* **QUOTED PASSAGE**:
════

- Type: Weekly magazine (August only)
- Format: A5 glossy
- Owner: Radge Media Limited
- Editor: Arusa Qureshi
- Deputy editor: Louis Cammell
- Founded: 2002
- Headquarters: Edinburgh
- Circulation: 125,000 (August 2018)
- Price: Free
- Website: festmag.com

= Fest Magazine =

Edinburgh Festival free publication

Fest Magazine is an Edinburgh-based arts magazine that publishes during the Edinburgh Festival each year. It is a free, weekly (bi-weekly until 2022), A5 glossy publication distributed through key Festival venues.

==History==

Fest was established in 2002 as an alternative Edinburgh Festival review guide by then University of Edinburgh students, Dan Lerner and Helen Pidd, now Northern England Editor of The Guardian. The guide started life as a 32-page tabloid newspaper that published three times per week during August. It began with the support of Time Out and in conjunction with a large number of student writers from the University of Edinburgh student newspaper Student.

In 2003, Fest relocated from the basement office at the Pleasance Courtyard venue and began to establish a reputation among Fringe-goers as a strong youth-oriented, independent arts magazine. Media partnerships were established with The BBC and Big Issue Scotland between 2003 and 2005.

════

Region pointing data
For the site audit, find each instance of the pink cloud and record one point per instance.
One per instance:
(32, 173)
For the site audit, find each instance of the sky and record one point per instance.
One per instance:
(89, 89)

════

* **EXERCISE SET**:
1/ According to the Fest Magazine article, what form did the guide take when it first started?
2/ Using the Fest Magazine article, explain what Fest was set up to be when it was founded and who founded it.
3/ Write out the stretch of the Fest Magazine article from "Fest was established" through "2003 and 2005.".

* **ANSWERS PROVIDED**:
1/ It started as a 32-page tabloid newspaper that published three times per week during August.

2/ Fest was established in 2002 as an alternative Edinburgh Festival review guide. Its founders were Dan Lerner and Helen Pidd, who were then students at the University of Edinburgh.

3/
Fest was established in 2002 as an alternative Edinburgh Festival review guide by then University of Edinburgh students, Dan Lerner and Helen Pidd, now Northern England Editor of The Guardian. The guide started life as a 32-page tabloid newspaper that published three times per week during August. It began with the support of Time Out and in conjunction with a large number of student writers from the University of Edinburgh student newspaper Student.

In 2003, Fest relocated from the basement office at the Pleasance Courtyard venue and began to establish a reputation among Fringe-goers as a strong youth-oriented, independent arts magazine. Media partnerships were established with The BBC and Big Issue Scotland between 2003 and 2005.